## DATA PROVIDED:
↓↓↓

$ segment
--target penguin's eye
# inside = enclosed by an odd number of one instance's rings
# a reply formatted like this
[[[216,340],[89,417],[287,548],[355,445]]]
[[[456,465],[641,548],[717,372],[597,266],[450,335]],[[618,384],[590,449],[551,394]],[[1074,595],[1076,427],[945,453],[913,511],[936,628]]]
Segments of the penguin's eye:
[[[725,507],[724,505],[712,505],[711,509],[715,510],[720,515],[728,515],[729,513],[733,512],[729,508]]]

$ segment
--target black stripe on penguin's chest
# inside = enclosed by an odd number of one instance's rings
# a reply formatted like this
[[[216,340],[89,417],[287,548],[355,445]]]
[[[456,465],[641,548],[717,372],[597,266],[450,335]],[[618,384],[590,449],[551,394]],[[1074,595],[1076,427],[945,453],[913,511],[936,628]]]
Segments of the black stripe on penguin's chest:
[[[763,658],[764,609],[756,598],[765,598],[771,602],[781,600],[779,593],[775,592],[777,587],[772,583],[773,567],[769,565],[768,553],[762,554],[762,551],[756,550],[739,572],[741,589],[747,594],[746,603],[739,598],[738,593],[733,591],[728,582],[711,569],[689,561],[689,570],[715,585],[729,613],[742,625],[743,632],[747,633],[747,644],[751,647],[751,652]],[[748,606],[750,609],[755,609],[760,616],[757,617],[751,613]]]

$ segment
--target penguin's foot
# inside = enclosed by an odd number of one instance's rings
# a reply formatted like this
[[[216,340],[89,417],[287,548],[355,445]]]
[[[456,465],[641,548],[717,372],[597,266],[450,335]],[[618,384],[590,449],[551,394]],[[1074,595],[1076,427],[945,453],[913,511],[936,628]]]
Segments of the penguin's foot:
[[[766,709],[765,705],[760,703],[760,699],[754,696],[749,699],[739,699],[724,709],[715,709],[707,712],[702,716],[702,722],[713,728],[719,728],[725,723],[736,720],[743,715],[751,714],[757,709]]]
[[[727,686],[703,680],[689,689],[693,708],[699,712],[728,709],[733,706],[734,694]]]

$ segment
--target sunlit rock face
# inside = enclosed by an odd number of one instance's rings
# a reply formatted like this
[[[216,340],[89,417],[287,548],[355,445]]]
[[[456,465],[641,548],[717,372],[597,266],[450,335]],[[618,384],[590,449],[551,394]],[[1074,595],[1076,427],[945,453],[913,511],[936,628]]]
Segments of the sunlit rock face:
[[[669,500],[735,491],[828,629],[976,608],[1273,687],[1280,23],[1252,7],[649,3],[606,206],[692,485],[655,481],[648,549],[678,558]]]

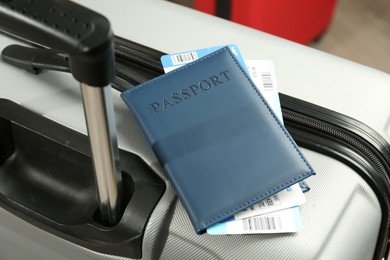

↑↑↑

## EXERCISE:
Where a line of the records contains the word "target", count it; state only the final tally.

## REPLY TO THE EXERCISE:
4